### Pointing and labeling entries
######

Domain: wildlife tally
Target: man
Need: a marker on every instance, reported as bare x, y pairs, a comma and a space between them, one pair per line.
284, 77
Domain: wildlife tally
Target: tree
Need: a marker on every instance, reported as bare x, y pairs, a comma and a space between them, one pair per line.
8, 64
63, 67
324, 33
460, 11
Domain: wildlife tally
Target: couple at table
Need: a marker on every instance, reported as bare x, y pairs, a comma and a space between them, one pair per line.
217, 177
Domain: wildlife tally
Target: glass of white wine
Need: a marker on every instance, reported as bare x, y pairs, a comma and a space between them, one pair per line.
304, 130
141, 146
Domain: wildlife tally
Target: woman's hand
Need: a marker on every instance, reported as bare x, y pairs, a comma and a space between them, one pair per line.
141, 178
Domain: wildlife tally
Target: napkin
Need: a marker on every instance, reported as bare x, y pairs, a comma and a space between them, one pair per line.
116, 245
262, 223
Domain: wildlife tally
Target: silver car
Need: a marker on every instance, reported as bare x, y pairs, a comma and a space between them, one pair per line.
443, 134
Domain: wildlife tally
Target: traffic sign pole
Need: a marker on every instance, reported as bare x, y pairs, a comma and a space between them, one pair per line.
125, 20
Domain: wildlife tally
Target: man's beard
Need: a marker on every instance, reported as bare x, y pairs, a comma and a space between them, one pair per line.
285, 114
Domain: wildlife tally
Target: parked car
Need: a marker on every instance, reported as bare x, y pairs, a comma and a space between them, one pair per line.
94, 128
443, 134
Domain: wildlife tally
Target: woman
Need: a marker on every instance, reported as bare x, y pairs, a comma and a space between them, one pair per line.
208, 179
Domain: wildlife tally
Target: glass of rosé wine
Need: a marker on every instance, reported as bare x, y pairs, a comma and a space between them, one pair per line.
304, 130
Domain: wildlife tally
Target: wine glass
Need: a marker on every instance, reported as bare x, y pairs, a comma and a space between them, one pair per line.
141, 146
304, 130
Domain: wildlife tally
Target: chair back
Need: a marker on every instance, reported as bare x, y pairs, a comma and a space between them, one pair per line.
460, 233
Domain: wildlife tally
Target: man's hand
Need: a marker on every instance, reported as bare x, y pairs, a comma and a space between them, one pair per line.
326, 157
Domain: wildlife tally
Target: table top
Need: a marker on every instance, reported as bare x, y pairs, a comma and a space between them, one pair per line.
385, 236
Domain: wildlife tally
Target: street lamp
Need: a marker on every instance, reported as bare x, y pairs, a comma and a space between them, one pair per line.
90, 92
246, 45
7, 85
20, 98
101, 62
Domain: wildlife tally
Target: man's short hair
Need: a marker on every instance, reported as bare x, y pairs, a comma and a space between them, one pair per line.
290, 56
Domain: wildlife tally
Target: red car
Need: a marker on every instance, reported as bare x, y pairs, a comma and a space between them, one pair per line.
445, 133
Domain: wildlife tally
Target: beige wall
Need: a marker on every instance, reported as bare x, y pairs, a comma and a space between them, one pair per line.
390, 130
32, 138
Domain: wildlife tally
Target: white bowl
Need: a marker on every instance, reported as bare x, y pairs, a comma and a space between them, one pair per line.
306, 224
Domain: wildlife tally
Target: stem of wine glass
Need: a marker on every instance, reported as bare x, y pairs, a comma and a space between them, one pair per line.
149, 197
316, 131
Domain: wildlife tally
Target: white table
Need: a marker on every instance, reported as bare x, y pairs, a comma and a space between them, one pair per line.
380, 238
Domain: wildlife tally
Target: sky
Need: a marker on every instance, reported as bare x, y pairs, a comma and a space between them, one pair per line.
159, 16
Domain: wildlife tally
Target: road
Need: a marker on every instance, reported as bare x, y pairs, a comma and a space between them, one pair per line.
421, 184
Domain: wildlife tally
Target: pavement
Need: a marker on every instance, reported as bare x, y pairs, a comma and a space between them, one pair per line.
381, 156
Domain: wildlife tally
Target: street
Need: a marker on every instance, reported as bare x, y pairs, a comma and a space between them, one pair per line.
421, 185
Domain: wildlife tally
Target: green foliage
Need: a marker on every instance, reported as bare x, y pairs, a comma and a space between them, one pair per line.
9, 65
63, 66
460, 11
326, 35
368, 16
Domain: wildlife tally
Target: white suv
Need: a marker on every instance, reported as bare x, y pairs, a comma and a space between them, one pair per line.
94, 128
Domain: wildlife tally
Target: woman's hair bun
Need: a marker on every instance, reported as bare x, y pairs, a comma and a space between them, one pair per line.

######

### Direction
Report every line of the listing above that contains the string "table", copying each such line in full. Case counts.

### Response to this task
Target: couple at table
Target: table top
Target: white table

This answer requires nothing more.